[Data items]
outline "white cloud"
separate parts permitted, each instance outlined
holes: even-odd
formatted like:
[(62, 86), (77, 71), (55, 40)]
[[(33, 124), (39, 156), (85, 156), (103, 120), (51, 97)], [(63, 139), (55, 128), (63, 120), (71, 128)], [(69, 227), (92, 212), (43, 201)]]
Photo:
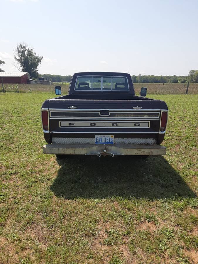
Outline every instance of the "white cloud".
[(8, 42), (9, 42), (10, 41), (8, 40), (7, 39), (1, 39), (1, 42), (4, 42), (5, 43), (7, 43)]
[(35, 3), (38, 2), (39, 0), (9, 0), (13, 3), (26, 3), (26, 2), (33, 2)]
[(48, 65), (53, 65), (55, 63), (57, 62), (57, 60), (56, 59), (54, 60), (52, 60), (50, 58), (48, 57), (46, 57), (44, 58), (43, 62), (48, 64)]
[(10, 0), (11, 2), (13, 2), (14, 3), (24, 3), (24, 0)]
[(13, 57), (9, 54), (4, 51), (3, 52), (0, 52), (0, 58), (1, 59), (13, 59)]
[(106, 64), (107, 62), (105, 60), (101, 60), (100, 62), (100, 63), (103, 63), (105, 64)]

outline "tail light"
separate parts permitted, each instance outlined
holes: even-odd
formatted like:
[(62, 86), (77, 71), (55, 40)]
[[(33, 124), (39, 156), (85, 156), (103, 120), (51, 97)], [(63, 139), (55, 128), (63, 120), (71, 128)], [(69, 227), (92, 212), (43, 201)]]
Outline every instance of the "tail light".
[(42, 112), (42, 123), (43, 130), (48, 130), (48, 112), (46, 110)]
[(165, 130), (166, 129), (167, 117), (168, 114), (167, 112), (162, 112), (161, 119), (161, 126), (160, 126), (160, 131), (161, 132), (165, 131)]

**What to produce:** Copy all of the entries above line for line, with no changes, but leave out the pictures.

**Exercise result:**
outline "white cloud"
separate parts permitted, each instance outlined
holes: even-odd
formatted like:
[(62, 86), (77, 71), (55, 40)]
[[(33, 124), (39, 156), (85, 156), (103, 120), (51, 97)], [(63, 139), (55, 128), (63, 120), (71, 128)], [(69, 227), (92, 212), (43, 201)]]
Photo:
Outline every instance of the "white cloud".
[(8, 42), (9, 42), (10, 41), (8, 40), (7, 39), (1, 39), (1, 42), (4, 42), (5, 43), (7, 43)]
[(35, 3), (38, 2), (39, 0), (9, 0), (13, 3), (26, 3), (26, 2), (33, 2)]
[(48, 65), (53, 65), (55, 63), (57, 62), (57, 60), (56, 59), (54, 60), (52, 60), (50, 58), (48, 57), (46, 57), (44, 58), (43, 62), (48, 64)]
[(10, 0), (11, 2), (13, 2), (14, 3), (24, 3), (24, 0)]
[(13, 57), (9, 54), (4, 51), (3, 52), (0, 52), (0, 58), (1, 59), (13, 59)]
[(106, 64), (107, 62), (105, 60), (101, 60), (100, 62), (100, 63), (103, 63), (105, 64)]

outline "tail light"
separate parts permitted, each instance outlined
holes: even-odd
formatted like:
[(62, 86), (77, 71), (55, 40)]
[[(33, 124), (39, 156), (85, 156), (103, 120), (51, 97)], [(63, 139), (55, 128), (63, 120), (71, 128)], [(69, 227), (92, 212), (43, 201)]]
Outline every instance of the "tail light".
[(42, 112), (42, 123), (43, 130), (48, 130), (48, 112), (46, 110)]
[(165, 130), (166, 129), (167, 117), (168, 114), (167, 112), (162, 112), (161, 119), (161, 126), (160, 126), (160, 131), (161, 132), (165, 131)]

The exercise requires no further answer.